[begin DOCUMENT SEGMENT]
John Mitchell, Chair of the BCS Information Risk Management and Assurance specialist group, looks at the issues surrounding the collecting, storing and use of data.

Risk identification of the issues surrounding the collecting, storage and use of data is relatively easy if we apply the confidentiality, integrity and availability (CIA) framework. Even risk prioritisation is pretty straightforward. The difficult part is the risk management and assurance components.

Why is this the case? Well, the first two (identification and prioritisation) only involve talking, whereas the last two usually require some action to be taken. For anything other than tolerate the risk, something has to be done to either terminate, transfer or mitigate the risk.

If we visualise IT as a pyramid with hardware at the bottom and information at the top, then the successive layers between the two are: base software (i.e. operating system), middle software (i.e. database management), application software (i.e. payroll) and data.

This last level is stored and manipulated by the lower levels to produce information. The network which provides the interconnectivity to distribute this information can be imagined as running up the spine of the pyramid. This means that for information to be reliable and available when required we must manage every underlying asset and process.

The underlying risks are the usual CIA ones, plus compliance, which is often forgotten, but may be the biggest risk of all as we shall see later. Taken together these are a huge risk management challenge, especially when it comes to providing assurance that the end product of our investment, the information, can be relied on.

BCS has a specialist group that deals with this challenge; the Information Risk Management and Assurance (IRMA) group is one of the oldest within BCS and this year celebrates its 50th anniversary. It has gone through three name changes along the way (Auditing by Computer, Computer Audit and now IRMA), which illustrates its attempt to keep pace with the changes in risk due to changes in technology.

It is interesting to note that 50 years ago, in the very early days of computing, some far sighted people realised the need to develop a control framework to provide assurance that the information being created by the technology could be relied on.

Data collection and subsequent processing stages need to be controlled in a way which provides for confidentiality, integrity, availability and compliance at each stage of the journey from raw data to management information. When I reflect on what is involved in that journey I am amazed that we get anything approaching reliable output; and yet by and large we do.

This is because over the years we have identified the key risks and put in appropriate controls to manage them to an acceptable level. This is not the same as no risk and the acceptable level will vary from industry sector to sector, from company to company and even from system to system, but we now have a pretty good understanding as to what that level of acceptability should be for any given situation.
[end DOCUMENT SEGMENT]
[begin DATASET EXTRACT]
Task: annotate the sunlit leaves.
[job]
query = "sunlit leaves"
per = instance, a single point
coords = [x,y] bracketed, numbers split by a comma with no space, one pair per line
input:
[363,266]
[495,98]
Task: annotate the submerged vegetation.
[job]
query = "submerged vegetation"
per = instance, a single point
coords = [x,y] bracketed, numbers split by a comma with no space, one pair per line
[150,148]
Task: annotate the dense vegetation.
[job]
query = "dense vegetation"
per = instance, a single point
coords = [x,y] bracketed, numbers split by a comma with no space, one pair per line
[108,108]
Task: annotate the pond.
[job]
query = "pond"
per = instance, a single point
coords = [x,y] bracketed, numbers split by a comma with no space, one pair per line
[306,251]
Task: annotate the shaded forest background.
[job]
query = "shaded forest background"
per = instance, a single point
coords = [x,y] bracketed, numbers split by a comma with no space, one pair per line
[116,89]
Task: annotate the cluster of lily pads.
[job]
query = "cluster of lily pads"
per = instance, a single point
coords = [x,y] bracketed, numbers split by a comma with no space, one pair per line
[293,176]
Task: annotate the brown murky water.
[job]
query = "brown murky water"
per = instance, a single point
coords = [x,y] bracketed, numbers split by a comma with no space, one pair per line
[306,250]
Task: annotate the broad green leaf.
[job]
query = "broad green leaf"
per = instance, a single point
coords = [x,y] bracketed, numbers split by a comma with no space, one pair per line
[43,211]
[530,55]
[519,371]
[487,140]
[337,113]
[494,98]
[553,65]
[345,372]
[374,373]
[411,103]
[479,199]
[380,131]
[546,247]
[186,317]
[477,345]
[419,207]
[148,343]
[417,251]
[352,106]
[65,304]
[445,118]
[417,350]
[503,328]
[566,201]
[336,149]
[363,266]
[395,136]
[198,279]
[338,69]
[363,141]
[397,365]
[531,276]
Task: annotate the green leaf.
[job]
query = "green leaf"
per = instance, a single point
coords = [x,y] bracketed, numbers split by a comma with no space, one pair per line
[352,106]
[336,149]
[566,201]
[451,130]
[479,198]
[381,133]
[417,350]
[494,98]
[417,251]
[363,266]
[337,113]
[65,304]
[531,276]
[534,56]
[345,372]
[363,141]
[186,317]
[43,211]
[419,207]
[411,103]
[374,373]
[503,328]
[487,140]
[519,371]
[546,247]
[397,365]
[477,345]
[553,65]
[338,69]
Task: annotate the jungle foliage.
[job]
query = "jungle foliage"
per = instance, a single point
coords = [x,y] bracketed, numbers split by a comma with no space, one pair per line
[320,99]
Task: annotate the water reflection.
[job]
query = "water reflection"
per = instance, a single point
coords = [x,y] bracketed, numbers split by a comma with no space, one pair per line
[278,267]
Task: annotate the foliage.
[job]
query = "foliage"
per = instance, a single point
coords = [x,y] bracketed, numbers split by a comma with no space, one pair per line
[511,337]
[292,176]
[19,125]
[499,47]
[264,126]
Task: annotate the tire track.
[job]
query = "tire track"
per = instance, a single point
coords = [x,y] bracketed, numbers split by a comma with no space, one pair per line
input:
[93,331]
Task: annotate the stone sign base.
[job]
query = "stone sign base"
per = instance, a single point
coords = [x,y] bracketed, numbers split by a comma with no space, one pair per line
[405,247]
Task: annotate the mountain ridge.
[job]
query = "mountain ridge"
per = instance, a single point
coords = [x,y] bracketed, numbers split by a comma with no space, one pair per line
[end DATASET EXTRACT]
#### STATED GOAL:
Write the next part of the article on managing data risk and assurance, picking up right after its final paragraph.

#### THE RESULT:
The only reason that we have all that hardware, software and networks is to capture the raw data, store it and then process it to produce information for (hopefully) sensible decision making. The necessary control framework is formidable. We must provide for confidentiality, integrity, availability and compliance within the world-wide regulatory framework.

Although this is a daunting concept your compliance friends (for indeed we are) have developed just such an assurance framework. We have dissembled IT into 36 key processes spread across five domains, which are applicable regardless of industry sector or technology. For each process we have identified the key controls and, even more importantly, ways of measuring the operational effectiveness of those controls.

We can even measure the effectiveness of the IT governance framework in meeting IT objectives which should align with business objectives. We call this framework Control Objectives for IT (COBITTM), which is now in its fifth version since its inception in 1996.

COBIT was originally developed by the Information Systems Audit and Control Association (ISACA) as a result of a quarter of a million dollars grant from IBM, who realised the need for assurance over the technology that it was selling. 

COBIT provides the capability for mapping enterprise goals, to IT goals, and then to IT processes, with further drill-down into activities, key goals, key performance indicators, capability maturity modelling and assessment against ISO 15504. It is a truly awesome concentration of risk and control knowledge. It starts with the concept that as IT is there to support the business, then IT risks are business risks.

If we know which IT components are being used to achieve a particular business objective, then we can risk assess and manage those components whether they are infrastructure, hardware, software or people related. That way we can assess HR processes to ensure that we have the appropriate IT personnel in place; the design and implementation stages; and the operational and support phases.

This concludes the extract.